_What you are asked to do_
Retype exactly the lines of the material below, from the one containing "box: [229, 154, 368, 226]" through the last, with both ends kept.

··· Input ···

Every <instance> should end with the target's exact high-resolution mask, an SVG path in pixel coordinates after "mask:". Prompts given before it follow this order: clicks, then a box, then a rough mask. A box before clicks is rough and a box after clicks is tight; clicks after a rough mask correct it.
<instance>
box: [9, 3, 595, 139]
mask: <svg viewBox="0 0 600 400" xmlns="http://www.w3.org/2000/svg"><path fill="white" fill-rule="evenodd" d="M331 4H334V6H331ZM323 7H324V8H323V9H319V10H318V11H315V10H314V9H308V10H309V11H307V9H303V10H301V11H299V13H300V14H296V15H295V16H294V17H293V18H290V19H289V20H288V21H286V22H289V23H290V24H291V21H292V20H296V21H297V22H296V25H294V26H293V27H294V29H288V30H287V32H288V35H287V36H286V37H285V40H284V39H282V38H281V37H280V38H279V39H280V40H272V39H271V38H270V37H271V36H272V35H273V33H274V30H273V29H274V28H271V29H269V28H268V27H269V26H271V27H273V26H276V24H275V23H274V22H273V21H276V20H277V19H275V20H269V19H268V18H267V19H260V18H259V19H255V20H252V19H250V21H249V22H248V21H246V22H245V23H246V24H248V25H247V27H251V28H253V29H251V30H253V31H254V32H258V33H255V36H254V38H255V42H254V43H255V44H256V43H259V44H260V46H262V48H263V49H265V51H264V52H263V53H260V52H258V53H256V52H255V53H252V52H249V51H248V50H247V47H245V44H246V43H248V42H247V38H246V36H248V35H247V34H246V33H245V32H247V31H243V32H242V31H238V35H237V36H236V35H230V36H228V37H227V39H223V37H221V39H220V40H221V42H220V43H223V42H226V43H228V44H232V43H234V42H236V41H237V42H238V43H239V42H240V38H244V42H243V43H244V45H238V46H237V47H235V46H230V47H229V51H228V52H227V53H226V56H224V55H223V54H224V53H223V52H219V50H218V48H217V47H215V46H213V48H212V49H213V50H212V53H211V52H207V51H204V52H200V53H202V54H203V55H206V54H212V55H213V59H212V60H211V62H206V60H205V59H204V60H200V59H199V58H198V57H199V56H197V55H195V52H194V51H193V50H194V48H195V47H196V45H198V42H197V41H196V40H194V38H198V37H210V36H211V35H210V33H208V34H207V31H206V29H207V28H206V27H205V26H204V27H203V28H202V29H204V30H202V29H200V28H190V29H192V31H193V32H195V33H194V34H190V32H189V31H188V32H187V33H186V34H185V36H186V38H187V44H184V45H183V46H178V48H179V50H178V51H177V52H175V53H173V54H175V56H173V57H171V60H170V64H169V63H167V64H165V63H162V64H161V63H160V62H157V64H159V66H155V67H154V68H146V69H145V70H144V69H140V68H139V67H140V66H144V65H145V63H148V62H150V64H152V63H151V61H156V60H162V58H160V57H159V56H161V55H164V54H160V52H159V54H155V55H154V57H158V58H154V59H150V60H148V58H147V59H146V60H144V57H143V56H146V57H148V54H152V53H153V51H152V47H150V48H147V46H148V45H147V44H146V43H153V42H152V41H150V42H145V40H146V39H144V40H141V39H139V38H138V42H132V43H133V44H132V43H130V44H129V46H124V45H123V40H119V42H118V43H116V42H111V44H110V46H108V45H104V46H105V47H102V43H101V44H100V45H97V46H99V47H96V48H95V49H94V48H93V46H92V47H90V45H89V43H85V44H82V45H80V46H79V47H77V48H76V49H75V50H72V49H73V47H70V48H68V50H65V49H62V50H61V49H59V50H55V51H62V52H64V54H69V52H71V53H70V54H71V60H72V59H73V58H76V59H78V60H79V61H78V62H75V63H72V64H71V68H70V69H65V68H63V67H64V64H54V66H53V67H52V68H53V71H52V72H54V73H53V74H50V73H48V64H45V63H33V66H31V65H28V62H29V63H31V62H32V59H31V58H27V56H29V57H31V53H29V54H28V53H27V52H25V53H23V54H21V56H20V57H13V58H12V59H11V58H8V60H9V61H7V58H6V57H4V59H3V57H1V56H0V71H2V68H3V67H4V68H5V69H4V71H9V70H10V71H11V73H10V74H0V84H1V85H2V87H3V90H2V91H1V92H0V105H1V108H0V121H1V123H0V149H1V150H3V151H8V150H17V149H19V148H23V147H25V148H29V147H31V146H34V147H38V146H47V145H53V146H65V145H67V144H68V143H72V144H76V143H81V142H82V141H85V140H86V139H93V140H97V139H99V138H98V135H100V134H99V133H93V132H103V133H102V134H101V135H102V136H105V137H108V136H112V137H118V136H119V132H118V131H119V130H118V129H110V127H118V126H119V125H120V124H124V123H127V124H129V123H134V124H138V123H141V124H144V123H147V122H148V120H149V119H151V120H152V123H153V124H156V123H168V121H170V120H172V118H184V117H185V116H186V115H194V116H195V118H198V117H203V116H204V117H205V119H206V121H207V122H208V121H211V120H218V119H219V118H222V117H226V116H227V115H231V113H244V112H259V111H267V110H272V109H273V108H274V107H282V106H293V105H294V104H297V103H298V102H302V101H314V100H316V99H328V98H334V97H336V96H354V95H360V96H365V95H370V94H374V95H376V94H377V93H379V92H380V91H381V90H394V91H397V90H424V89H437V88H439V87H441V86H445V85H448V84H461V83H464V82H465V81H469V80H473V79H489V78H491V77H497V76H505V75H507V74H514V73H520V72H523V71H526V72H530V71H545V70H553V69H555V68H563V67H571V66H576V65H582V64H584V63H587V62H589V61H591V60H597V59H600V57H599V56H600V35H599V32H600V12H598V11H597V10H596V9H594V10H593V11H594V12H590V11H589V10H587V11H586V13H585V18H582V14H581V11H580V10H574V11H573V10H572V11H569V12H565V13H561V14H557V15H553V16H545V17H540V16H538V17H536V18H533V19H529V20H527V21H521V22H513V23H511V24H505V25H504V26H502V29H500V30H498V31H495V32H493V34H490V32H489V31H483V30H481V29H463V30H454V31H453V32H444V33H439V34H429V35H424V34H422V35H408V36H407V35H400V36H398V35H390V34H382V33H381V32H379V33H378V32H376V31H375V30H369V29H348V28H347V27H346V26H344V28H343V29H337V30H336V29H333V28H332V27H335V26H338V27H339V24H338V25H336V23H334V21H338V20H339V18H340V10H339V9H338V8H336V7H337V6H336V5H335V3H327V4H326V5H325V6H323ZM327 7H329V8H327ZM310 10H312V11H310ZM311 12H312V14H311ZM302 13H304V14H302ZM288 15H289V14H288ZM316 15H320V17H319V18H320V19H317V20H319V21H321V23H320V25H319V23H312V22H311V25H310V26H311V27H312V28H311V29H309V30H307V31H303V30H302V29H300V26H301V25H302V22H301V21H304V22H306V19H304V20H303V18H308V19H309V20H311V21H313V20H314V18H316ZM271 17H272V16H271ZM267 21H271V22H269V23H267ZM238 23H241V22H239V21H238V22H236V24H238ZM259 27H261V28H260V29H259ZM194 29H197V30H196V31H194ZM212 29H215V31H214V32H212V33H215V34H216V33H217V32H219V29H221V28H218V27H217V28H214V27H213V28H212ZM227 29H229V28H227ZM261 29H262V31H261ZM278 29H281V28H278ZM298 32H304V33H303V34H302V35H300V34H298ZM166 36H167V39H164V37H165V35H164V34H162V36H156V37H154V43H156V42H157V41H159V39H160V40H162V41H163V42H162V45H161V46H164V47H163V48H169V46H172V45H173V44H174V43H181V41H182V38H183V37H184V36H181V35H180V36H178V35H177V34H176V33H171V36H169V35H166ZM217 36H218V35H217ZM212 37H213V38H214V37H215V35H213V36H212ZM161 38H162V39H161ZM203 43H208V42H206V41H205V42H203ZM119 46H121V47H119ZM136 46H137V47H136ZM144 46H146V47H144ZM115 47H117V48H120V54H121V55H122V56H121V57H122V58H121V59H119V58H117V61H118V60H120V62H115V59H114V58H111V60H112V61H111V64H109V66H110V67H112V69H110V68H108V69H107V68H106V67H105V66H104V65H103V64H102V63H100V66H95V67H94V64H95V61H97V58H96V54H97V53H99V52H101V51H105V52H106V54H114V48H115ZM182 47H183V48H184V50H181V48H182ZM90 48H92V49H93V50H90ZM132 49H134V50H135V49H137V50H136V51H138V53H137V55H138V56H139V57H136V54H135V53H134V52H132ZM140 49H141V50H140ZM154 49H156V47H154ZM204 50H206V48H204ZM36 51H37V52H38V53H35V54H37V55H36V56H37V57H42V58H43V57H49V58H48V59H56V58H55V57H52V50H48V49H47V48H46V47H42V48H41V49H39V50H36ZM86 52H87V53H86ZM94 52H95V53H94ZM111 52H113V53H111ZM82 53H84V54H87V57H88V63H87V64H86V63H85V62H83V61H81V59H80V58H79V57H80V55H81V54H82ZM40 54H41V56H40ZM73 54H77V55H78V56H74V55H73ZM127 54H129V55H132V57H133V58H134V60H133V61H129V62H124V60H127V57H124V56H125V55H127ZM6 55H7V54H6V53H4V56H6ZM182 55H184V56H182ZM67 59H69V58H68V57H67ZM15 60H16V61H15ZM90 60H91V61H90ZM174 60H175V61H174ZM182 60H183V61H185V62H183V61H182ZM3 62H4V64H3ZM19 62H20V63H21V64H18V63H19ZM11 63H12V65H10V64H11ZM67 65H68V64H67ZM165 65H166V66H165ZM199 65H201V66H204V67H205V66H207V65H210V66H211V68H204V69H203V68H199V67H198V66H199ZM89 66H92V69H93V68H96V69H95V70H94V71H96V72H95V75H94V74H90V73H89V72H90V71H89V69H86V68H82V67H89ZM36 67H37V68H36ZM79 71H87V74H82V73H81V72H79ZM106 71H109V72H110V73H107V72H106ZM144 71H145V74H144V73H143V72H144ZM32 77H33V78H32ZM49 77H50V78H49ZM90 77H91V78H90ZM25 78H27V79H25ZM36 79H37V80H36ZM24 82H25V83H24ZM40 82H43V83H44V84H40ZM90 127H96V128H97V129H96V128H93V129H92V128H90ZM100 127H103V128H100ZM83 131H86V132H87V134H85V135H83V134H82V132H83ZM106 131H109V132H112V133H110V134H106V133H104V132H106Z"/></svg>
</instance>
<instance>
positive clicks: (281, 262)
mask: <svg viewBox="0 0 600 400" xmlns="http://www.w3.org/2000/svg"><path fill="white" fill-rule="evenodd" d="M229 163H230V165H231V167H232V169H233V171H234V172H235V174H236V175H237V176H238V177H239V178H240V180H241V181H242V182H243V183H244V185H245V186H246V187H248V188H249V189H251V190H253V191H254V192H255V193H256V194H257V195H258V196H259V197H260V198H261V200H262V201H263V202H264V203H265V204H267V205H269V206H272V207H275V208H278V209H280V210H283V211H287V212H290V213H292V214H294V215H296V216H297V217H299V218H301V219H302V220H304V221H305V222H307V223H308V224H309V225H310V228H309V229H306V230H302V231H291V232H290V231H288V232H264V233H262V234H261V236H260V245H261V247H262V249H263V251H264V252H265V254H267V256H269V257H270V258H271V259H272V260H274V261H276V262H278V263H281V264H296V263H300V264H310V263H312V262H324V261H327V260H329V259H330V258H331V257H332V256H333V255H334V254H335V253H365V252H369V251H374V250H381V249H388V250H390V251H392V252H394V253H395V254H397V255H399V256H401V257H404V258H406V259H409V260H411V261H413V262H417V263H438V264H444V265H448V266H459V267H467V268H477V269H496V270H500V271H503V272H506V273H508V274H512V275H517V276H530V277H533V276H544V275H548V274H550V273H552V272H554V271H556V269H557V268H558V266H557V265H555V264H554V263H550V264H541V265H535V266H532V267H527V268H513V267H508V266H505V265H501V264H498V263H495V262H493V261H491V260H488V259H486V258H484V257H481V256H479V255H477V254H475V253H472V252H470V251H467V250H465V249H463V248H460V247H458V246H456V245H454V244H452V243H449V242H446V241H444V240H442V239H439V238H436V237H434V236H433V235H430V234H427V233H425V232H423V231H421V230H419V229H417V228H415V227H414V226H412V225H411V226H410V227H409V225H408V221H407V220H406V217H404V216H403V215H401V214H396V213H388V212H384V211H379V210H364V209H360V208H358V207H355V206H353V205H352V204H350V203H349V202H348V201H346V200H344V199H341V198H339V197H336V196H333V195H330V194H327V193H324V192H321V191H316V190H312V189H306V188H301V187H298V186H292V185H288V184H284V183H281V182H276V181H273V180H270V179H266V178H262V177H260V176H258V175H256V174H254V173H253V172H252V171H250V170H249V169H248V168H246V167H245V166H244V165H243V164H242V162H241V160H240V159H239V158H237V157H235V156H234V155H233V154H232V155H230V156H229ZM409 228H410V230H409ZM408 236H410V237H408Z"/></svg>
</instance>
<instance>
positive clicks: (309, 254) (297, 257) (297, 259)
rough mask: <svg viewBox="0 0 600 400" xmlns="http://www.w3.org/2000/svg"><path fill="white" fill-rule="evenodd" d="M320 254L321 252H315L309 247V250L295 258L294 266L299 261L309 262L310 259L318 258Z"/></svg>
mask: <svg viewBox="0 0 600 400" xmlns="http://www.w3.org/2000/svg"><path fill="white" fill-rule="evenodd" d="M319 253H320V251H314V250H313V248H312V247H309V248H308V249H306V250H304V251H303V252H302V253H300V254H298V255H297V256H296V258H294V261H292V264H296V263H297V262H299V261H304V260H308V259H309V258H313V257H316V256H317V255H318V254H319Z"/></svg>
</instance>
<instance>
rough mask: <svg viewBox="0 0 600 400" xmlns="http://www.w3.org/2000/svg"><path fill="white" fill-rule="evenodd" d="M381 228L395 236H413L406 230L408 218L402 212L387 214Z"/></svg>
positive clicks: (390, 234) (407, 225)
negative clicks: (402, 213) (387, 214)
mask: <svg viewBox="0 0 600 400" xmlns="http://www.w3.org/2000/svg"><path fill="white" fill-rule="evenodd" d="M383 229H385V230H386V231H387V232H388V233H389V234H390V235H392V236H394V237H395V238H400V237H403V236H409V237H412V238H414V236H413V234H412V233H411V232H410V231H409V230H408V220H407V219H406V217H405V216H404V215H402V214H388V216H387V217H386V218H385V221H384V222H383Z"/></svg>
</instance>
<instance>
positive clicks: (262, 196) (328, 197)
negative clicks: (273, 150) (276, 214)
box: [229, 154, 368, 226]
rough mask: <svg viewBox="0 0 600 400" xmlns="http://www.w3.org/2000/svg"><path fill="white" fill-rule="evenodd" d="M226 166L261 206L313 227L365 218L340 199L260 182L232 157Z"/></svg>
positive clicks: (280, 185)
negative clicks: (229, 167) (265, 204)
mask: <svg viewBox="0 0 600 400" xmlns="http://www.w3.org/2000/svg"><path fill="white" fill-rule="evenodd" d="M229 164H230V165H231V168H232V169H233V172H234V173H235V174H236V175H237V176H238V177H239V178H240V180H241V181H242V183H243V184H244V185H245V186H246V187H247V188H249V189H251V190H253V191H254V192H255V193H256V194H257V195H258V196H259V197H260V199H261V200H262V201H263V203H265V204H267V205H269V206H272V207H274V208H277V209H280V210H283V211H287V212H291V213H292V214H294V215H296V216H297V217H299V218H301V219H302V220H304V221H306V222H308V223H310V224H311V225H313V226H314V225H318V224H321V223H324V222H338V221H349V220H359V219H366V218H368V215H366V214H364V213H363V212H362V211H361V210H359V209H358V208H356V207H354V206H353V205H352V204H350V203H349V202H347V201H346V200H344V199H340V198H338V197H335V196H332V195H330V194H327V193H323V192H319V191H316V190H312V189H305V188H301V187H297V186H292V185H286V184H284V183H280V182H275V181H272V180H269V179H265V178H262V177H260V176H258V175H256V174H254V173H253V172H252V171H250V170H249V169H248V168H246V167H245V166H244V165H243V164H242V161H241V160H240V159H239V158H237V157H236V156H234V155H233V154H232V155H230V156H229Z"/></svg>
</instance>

···

_Solution below_
box: [229, 154, 368, 226]
rough mask: <svg viewBox="0 0 600 400" xmlns="http://www.w3.org/2000/svg"><path fill="white" fill-rule="evenodd" d="M226 166L261 206L313 227L365 218L340 199L260 182L232 157Z"/></svg>
positive clicks: (280, 185)
negative clicks: (229, 167) (265, 204)
mask: <svg viewBox="0 0 600 400" xmlns="http://www.w3.org/2000/svg"><path fill="white" fill-rule="evenodd" d="M229 164H230V165H231V168H232V169H233V172H234V173H235V174H236V175H237V176H238V177H239V178H240V180H241V181H242V183H243V184H244V185H245V186H246V187H247V188H249V189H251V190H253V191H254V192H255V193H256V194H257V195H258V196H259V197H260V199H261V200H262V201H263V203H265V204H267V205H269V206H272V207H274V208H277V209H280V210H283V211H287V212H291V213H292V214H294V215H296V216H297V217H299V218H301V219H302V220H304V221H306V222H308V223H310V224H311V225H313V226H314V225H318V224H321V223H324V222H338V221H349V220H359V219H366V218H368V215H366V214H364V213H363V212H362V211H361V210H359V209H358V208H356V207H354V206H353V205H352V204H350V203H349V202H347V201H346V200H344V199H340V198H338V197H335V196H332V195H330V194H327V193H323V192H319V191H316V190H312V189H305V188H301V187H297V186H292V185H286V184H284V183H280V182H275V181H272V180H269V179H265V178H262V177H260V176H258V175H256V174H254V173H253V172H252V171H250V170H249V169H248V168H246V167H245V166H244V165H243V164H242V161H241V160H240V159H239V158H237V157H236V156H234V155H233V154H232V155H230V156H229Z"/></svg>
</instance>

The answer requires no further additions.